start Entries provided

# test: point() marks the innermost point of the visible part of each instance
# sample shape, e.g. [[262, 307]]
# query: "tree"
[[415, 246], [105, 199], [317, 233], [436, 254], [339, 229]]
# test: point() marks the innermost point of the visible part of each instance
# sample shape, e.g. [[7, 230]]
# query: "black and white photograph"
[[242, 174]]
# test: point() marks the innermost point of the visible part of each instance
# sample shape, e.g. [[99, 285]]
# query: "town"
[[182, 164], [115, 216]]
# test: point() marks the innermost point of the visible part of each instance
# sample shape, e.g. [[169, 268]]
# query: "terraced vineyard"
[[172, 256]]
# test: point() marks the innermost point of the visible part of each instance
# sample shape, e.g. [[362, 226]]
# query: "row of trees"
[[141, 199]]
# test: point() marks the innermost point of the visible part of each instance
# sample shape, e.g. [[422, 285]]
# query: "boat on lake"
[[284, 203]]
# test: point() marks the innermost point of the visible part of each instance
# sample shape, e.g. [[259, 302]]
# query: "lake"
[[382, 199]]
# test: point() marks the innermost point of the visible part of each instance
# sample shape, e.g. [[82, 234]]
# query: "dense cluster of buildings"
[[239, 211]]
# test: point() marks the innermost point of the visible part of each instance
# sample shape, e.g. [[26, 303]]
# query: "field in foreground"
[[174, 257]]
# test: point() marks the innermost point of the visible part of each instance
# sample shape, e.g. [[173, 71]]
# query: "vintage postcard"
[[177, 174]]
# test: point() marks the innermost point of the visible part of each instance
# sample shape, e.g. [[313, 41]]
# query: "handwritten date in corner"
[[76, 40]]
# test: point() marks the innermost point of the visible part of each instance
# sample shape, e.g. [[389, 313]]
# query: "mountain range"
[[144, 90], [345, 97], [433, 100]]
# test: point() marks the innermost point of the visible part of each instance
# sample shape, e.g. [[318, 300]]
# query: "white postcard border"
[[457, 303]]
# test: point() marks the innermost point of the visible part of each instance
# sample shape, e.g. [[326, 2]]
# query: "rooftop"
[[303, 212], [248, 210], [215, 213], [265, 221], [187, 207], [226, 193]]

end Entries provided

Direction:
Copy the material above word for word, from its first line through the line containing "[[415, 246], [105, 199], [317, 233], [436, 254], [339, 229]]", both included.

Solution below:
# test: point() marks the innermost point of the visible part of each instance
# sample shape, e.g. [[262, 307]]
# query: "tree"
[[415, 246], [105, 199], [317, 233], [436, 254], [339, 229]]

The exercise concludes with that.